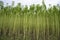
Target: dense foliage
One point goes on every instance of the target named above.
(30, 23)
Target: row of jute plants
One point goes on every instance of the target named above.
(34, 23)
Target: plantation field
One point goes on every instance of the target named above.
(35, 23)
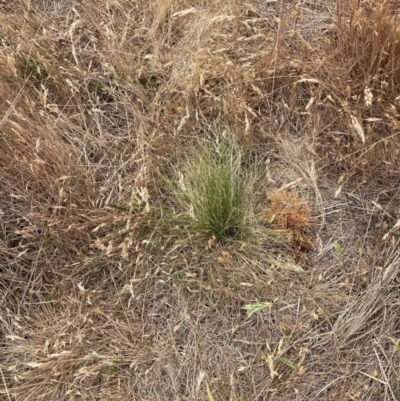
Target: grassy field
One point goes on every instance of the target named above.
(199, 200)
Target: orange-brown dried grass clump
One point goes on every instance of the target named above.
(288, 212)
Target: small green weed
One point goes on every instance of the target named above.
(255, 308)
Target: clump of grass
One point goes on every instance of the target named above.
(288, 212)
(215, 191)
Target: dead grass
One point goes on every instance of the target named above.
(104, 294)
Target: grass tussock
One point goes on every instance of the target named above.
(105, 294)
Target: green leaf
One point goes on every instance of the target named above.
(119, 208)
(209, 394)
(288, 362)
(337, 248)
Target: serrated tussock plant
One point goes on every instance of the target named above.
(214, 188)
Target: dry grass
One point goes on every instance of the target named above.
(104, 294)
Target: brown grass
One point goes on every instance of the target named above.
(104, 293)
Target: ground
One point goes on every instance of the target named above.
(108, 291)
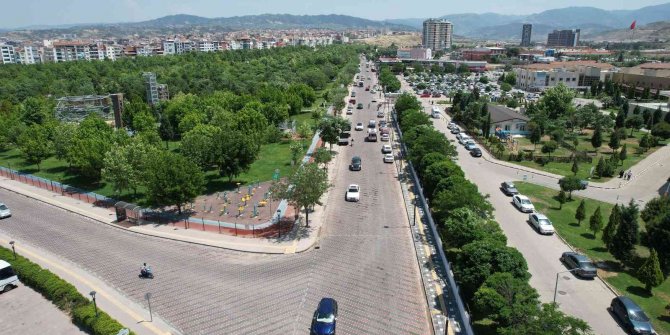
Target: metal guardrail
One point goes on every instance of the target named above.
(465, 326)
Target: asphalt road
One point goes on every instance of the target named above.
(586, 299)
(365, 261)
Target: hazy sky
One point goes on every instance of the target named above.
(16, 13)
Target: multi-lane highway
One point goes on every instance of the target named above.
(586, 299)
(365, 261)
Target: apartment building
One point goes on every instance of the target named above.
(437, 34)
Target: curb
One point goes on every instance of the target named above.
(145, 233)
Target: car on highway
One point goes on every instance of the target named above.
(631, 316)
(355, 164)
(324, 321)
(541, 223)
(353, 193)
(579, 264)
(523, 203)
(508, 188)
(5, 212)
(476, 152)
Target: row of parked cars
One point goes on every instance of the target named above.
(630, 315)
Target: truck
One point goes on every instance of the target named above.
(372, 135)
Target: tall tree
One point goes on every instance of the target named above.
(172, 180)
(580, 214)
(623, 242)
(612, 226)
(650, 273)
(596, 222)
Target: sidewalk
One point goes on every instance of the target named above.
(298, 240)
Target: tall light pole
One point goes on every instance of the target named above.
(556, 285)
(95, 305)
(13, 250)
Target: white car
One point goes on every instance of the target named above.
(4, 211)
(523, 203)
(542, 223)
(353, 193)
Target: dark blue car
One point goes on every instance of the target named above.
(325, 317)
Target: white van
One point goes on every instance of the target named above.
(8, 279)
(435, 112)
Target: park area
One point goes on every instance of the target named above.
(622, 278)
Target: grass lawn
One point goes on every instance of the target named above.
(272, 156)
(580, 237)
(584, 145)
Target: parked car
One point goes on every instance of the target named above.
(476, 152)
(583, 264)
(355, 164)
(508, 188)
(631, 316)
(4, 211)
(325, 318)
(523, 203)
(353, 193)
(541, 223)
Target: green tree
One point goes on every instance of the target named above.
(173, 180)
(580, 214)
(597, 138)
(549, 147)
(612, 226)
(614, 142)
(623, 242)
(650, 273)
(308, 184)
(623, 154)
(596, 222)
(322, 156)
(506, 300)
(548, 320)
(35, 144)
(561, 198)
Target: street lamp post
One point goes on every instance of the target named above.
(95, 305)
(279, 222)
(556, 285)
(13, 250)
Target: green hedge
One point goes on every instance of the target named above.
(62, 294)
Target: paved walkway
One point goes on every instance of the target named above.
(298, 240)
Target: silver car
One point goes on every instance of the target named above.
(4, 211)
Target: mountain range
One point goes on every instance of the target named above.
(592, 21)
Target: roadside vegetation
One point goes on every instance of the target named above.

------------------------------------------------------------------------

- [Exercise objective]:
Copy all the rows above word for word, leaving out the pictures.

- [Solution]:
Target: dense foliage
One point goes on every instance of the target named above.
(30, 23)
Target: row of jute plants
One point goes on every instance of the target named above.
(34, 23)
Target: plantation field
One point goes on every instance of the target named above.
(35, 23)
Target: grassy field
One point goes on every instance of the target named above.
(199, 200)
Target: orange-brown dried grass clump
One point goes on every instance of the target named above.
(288, 212)
Target: small green weed
One point goes on every instance of the target named above.
(255, 308)
Target: clump of grass
One point goes on every instance of the target named above.
(288, 212)
(215, 191)
Target: dead grass
One point goes on every instance of the target named above.
(104, 294)
Target: grass tussock
One point goes on every instance of the target named above.
(105, 294)
Target: green leaf
One point goes on every instance of the target named above.
(119, 208)
(209, 394)
(288, 362)
(337, 248)
Target: serrated tussock plant
One point goes on every instance of the target named above.
(214, 188)
Target: dry grass
One point goes on every instance of the target named above.
(104, 294)
Target: brown grass
One point goes on every instance of the target named above.
(104, 293)
Target: ground
One point goes on every instance of the target named above.
(108, 291)
Target: metal guardrail
One point goes on every instance of the target named above.
(465, 326)
Target: asphalt road
One point goes on every instance of the target named above.
(586, 299)
(365, 261)
Target: hazy sky
One point goes on every instance of the target named above.
(16, 13)
Target: multi-lane highway
One point goes on every instance of the target named above.
(586, 299)
(365, 261)
Target: apartment building
One point goes on every instance of the target named above.
(437, 34)
Target: curb
One point goes on every instance of the target named above.
(145, 233)
Target: car on highway
One point goes on every instance of the target named above.
(631, 316)
(355, 164)
(324, 321)
(541, 223)
(353, 193)
(579, 264)
(523, 203)
(508, 188)
(5, 212)
(476, 152)
Target: row of parked cars
One point goes on every instance of the target named above.
(630, 315)
Target: truck
One point goes on every instance of the target named above.
(372, 135)
Target: tall tree
One point goes on every instance of the target named above.
(172, 180)
(580, 214)
(623, 242)
(612, 226)
(650, 273)
(596, 222)
Target: sidewalk
One point goes on every instance of the target named above.
(298, 240)
Target: tall light pole
One point goes on every instance of the target named above.
(556, 285)
(95, 305)
(13, 250)
Target: white car
One point goes on every instance of the target named above.
(4, 211)
(523, 203)
(542, 223)
(353, 193)
Target: dark blue car
One point goes on every instance of the target named above.
(325, 317)
Target: white van
One point goes on every instance of the target named above.
(8, 279)
(435, 112)
Target: park area
One point goes on every instance of the target named above.
(622, 278)
Target: grass lawn
One point goes on every instance of the target named above.
(272, 156)
(580, 237)
(584, 145)
Target: parked car
One point goes on every instance of the target named above.
(476, 152)
(583, 264)
(355, 164)
(508, 188)
(631, 316)
(4, 211)
(325, 318)
(523, 203)
(353, 193)
(541, 223)
Target: green tree
One point goes on every instance of the target named above.
(173, 180)
(580, 214)
(597, 138)
(549, 147)
(612, 226)
(614, 142)
(623, 242)
(650, 273)
(308, 184)
(623, 154)
(596, 222)
(322, 156)
(506, 300)
(548, 320)
(35, 144)
(561, 198)
Target: street lamp post
One point goes on every instance of the target named above.
(95, 305)
(279, 222)
(556, 285)
(13, 250)
Target: green hedge
One point goes on every instance of the target named above.
(62, 294)
Target: paved walkway
One point goes on every instance of the target named above.
(298, 240)
Target: silver car
One point goes on every instance of the target named above.
(4, 211)
Target: mountain range
One point goes on every instance of the target named above.
(592, 21)
Target: roadside vegetation
One point goes on every instance of the target named above.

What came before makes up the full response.